(Problem to solve): Update the blessings passage between "because of the" and "treated the prophets.", inclusive, by replacing "prophets" with "messengers", and write out that span in full.

(Page excerpt):
James son of Alphaeus,

Simon who was called the Zealot,

16Judas son of James,

and Judas Iscariot, who became a traitor.

Blessings and woes

17He went down with them and stood on a level place. A large crowd of his disciples was there and a great number of people from all over Judea, from Jerusalem, and from the coastal region around Tyre and Sidon, 18who had come to hear him and to be healed of their diseases. Those troubled by impure spirits were cured, 19and the people all tried to touch him, because power was coming from him and healing them all.

20Looking at his disciples, he said:

‘Blessed are you who are poor,

for yours is the kingdom of God.

21Blessed are you who hunger now,

for you will be satisfied.

Blessed are you who weep now,

for you will laugh.

22Blessed are you when people hate you,

when they exclude you and insult you

and reject your name as evil,

because of the Son of Man.

23‘Rejoice in that day and leap for joy, because great is your reward in heaven. For that is how their ancestors treated the prophets.

[Dataset excerpts]
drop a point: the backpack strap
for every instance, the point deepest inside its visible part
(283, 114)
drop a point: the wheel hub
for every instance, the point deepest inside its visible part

(Finished exercise):
because of the Son of Man.

23‘Rejoice in that day and leap for joy, because great is your reward in heaven. For that is how their ancestors treated the messengers.